II. Four causes of loneliness.

      A. Transition.  (the process of change)

          1) Major changes in life can cause loneliness.

              a) You move to a new town.  (Americans move every 4 years)

              b) Your kids grow up and leave the nest.

              c) You grow old and can no longer live with your family.

          2) When he wrote 2 Timothy, Paul was an old man.


               He was faced with the inevitable, that he would die soon.

               In chapter 4:6 he says, "For I'm already being poured out

                  like a drink offering and the time has come for my

                     departure.

               I've fought the good fight,

                   I've finished the race,

                      I've kept the faith."


               He says, I know my time is short.

                  Nero is going to execute me.

               I'm not long for this world.


               Why is it we often leave people who are dying alone?

               They've done studies that show the loneliest people in

                  the world are elderly men who are sick.

          3) Transitions in life can be a lonely time.


      B. Separation.  (isolation from loved ones)

          1) Paul is isolated from those he loves.


               He asks Timothy to come see him.

                  He says, "Do your best..."

               In v. 9 and 21 he mentions seven of his different

                  friends.  They are his closest friends that he missed.


               Paul says, "Demas has left me, Crescens has gone to

                  Galatia, Titus has gone to Dalmatia, only Luke is with

                     me.... Erastus has gone to Corinth, Trophimus is

                        sick at Miletus."


               Paul was a people-person and always traveled with others.

               Yet here at the end of his life he's in prison in a

                  foreign country.

               He can't just pick up the phone and reach out and touch

                  somebody.

               He's lonely because he's separated.


          2) Think of the troops in Kuwait right now.  Many are lonely.

          3) You can feel lonely in a crowd.

              a) It's not the number of people around you that determines

                    your loneliness, it's your relationship to them.

              b) If you are not connected to people, you are separated.


      C. Opposition.  (attacks from those who don't love us)

          1) Personal attacks and criticism can fuel loneliness.

             "Alexander the metal worker did me a great deal of harm."

                 He strongly opposed Paul's message.

          2) Harboring bitterness toward a few can drive away everyone

                else.

          3) The temptation is to withdraw into a shell.

              a)  Paul didn't do that.


      D. Rejection.   (loved ones can turn their back on you)

          1) Feeling betrayed, forsaken, abandoned.


             Paul felt deserted.

             When things got tough, everybody deserted him.

             He had to stand before the Roman Emperor Nero all alone.

                "At my first defense no one came to my support."     4:16


             Here's one of the greatest Christians in history, and no

                one came to his support.

             "But everyone deserted me."

                No one is going to speak up in his defense.


             You don't see any pity party.

             Paul doesn't say, "I've spent thirty years in the ministry

                and this is what I get?"


          2) Rejection is the most devastating form of hurt.

              a) All humans have a need to be accepted.

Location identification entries

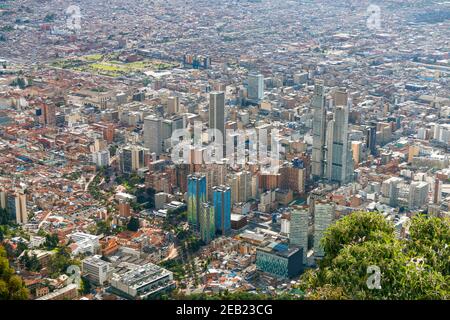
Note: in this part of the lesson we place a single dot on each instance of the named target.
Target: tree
(4, 217)
(133, 224)
(11, 285)
(51, 241)
(364, 241)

> What is asked:
- 1) Answer these questions from the loneliness outline.
(a) According to the outline, how often do Americans move?
(b) Which friend does Paul say is the only one still with him?
(c) Who does Paul say "did me a great deal of harm"?
- 2) Extend the loneliness outline, picking up after its last line.

> Per-task outputs:
- 1)
(a) Every 4 years.
(b) Luke.
(c) Alexander the metal worker.

- 2)
              b) Rejection by those closest to us can hurt the most.

              c) This is why adultery and divorce are so hard.


III. How to banish loneliness.

      A. Face up to it.

          1) Acknowledge its presence in your life.


          2) Take responsibility.

              a) Why am I isolated?

              b) Do I turn people away from me?


          3) Adjust any negative attitudes.

              a) Do you feed on negativism and self-pity?


          4) Mold positive attitudes.


             Many years ago Corrie ten Boom, a Dutch Christian who ended

                up in a Nazi concentration camp because she hid Jews,

                   went through a difficult time in her life.

             She was engaged to be married to a man, but he broke off

                the engagement and married her best friend.

             Corrie was devastated.  She was lonely.


             Her dad said something very profound: "You've had a love

                that's been blocked.

             There are two things that you can do with a blocked love.

             Number one, you can dam it up inside of you and hold on

                to it and be miserable the rest of your life.

             Or you can rechannel that blocked love.

                Refocus it on someone else.

                Give it away.

                Help others.  Give your love to those who need it."

                                                                #24955


      B. Seek friends and intimacy.

          1) We can learn how to connect with people.

              a) Take the initiative in meeting others.

                  1> Be careful to do it God's way.


                  2> Dangers of internet infatuations or personal ads.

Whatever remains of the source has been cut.